■ Trecho selecionado ■
"""

Redação

A Comissão Interamericana de Direitos Humanos (CIDH) publica seu relatório sobre a situação dos direitos humanos no Brasil e destaca os impactos dos processos históricos de discriminação e desigualdade estrutural no país. CIDH é um órgão principal e autônomo da Organização dos Estados Americanos (OEA).

 A Comissão Interamericana de Direitos Humanos (CIDH) publica o seu relatório sobre Brasil, por meio do qual faz um abrangente diagnóstico  sobre a situação dos direitos humanos no país até dezembro de 2019. O Relatório utilizou a abundante informação recebida durante e após a visita de 5 a 12 de novembro de 2018, bem como aquela recebida em audiências públicas de país e temáticas, entre outras fontes.

Em sua análise, a Comissão observa que, apesar de possuir um Estado de Direito e sistema e instituições democráticas na área de direitos humanos, o Brasil enfrenta desafios estruturais para superar aspectos relacionados à discriminação historicamente negligenciada, que impacta de forma exacerbada grupos específicos como pessoas afrodescendentes, mulheres, comunidades quilombolas, povos indígenas, camponeses e trabalhadores rurais, moradores de rua e moradores de favelas ou periferias.

"""

■ Itens ■
"""

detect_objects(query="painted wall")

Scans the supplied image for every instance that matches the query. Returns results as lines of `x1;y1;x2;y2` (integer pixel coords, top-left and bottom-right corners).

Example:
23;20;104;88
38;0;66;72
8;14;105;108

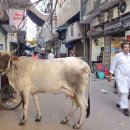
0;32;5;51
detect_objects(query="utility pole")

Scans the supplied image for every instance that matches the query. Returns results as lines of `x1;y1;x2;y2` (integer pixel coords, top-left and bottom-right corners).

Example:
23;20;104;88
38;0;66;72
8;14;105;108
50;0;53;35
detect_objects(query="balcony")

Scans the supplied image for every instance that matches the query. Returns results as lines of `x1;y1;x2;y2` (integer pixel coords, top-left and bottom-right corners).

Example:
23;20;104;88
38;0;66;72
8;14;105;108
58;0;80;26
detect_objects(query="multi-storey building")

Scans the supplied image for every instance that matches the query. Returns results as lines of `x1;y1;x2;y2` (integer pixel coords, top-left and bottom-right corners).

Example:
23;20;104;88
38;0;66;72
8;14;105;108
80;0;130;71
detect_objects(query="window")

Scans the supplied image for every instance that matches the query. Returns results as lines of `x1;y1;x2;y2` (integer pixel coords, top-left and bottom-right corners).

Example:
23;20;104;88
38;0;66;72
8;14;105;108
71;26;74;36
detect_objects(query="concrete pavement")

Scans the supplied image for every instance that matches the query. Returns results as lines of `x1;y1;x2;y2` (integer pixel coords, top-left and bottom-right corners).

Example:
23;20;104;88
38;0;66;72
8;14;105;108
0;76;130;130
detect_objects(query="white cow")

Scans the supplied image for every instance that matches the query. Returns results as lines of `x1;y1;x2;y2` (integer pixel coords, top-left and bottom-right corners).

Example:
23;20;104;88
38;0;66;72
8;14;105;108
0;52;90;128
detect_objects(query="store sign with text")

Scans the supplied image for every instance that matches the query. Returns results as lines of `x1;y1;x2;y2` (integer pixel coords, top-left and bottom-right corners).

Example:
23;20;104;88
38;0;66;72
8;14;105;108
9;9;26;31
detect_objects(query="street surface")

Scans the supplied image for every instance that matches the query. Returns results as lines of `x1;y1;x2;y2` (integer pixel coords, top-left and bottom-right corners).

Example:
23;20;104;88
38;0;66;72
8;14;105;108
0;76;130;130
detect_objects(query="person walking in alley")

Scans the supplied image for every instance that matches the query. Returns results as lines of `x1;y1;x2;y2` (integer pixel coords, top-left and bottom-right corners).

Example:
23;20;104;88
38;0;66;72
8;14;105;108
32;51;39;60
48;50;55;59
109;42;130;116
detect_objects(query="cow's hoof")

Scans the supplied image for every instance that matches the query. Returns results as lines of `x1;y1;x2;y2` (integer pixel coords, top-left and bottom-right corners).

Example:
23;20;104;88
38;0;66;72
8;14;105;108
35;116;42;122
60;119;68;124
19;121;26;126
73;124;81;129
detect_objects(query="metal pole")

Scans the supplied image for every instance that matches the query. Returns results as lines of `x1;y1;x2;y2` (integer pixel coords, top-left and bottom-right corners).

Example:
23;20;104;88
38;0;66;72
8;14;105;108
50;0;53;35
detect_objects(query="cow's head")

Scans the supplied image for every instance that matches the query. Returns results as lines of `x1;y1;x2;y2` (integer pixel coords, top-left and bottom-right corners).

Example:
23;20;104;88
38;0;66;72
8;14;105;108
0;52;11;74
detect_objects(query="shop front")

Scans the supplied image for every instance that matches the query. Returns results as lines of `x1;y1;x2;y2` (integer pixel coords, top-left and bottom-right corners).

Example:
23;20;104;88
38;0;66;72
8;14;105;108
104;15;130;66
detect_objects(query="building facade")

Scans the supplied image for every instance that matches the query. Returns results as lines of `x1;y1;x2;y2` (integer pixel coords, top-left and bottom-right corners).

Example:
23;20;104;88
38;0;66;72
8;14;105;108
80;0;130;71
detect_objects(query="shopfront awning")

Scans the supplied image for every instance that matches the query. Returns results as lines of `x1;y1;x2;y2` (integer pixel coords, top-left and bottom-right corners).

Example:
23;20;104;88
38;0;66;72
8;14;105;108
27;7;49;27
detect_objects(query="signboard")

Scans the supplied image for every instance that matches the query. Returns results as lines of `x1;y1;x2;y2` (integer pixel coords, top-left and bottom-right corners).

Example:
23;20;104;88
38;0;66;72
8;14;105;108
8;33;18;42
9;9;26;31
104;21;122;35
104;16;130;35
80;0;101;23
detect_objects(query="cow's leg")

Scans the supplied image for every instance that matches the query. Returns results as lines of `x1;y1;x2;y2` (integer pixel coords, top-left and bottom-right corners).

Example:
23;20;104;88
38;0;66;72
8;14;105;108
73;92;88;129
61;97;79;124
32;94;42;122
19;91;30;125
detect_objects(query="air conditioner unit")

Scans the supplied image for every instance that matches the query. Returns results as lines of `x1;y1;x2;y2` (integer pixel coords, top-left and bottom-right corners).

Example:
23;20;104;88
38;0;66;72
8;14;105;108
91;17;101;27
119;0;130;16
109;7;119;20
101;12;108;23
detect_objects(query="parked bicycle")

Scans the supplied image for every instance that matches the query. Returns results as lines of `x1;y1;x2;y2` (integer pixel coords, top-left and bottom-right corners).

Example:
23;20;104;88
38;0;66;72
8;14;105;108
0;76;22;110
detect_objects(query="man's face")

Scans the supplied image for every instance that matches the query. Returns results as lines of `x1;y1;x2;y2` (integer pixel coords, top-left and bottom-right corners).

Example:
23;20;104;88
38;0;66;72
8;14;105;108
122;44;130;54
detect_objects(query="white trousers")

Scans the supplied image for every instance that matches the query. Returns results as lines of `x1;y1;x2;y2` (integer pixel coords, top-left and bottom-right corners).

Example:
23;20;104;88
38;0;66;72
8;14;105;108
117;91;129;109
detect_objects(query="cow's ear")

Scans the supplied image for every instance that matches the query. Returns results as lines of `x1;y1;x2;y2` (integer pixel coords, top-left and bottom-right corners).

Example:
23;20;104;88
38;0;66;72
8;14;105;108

"""

■ Tarefa 1 ■
De acordo com o trecho sobre o relatório da CIDH, em que datas ocorreu a visita da Comissão ao Brasil?
■ Tarefa 2 ■
Dê continuidade ao texto sobre o relatório da CIDH acerca do Brasil, começando logo após a última frase apresentada.

■ Resposta 1 ■
De 5 a 12 de novembro de 2018.

■ Resposta 2 ■
A CIDH confirma em seu relatório que a discriminação estrutural está intrinsecamente ligada à exclusão social e ao acesso à terra, gerando ciclos de desigualdade e pobreza extrema. Esses ciclos expõem as pessoas em situação de vulnerabilidade à violência perpetrada por organizações criminosas como milícias e grupos de narcotraficantes, bem como aquelas dedicadas ao tráfico de pessoas e outras formas modernas de escravidão.

Da mesma forma, a Comissão considera que esses desafios também têm um impacto negativo na segurança dos cidadãos. Apesar da extrema desigualdade que leva ao aumento da violência a que estão expostas as pessoas em situação de vulnerabilidade, a CIDH nota que o Estado ha optado por formular e implementar políticas de segurança que se baseiam na ação institucional violenta e punitiva da polícia militarizada, resultando em graves violações aos direitos humanos. No relatório, a Comissão também analisa o papel dos órgãos judiciais no que diz respeito ao quadro de impunidade que caracteriza tal violência institucional.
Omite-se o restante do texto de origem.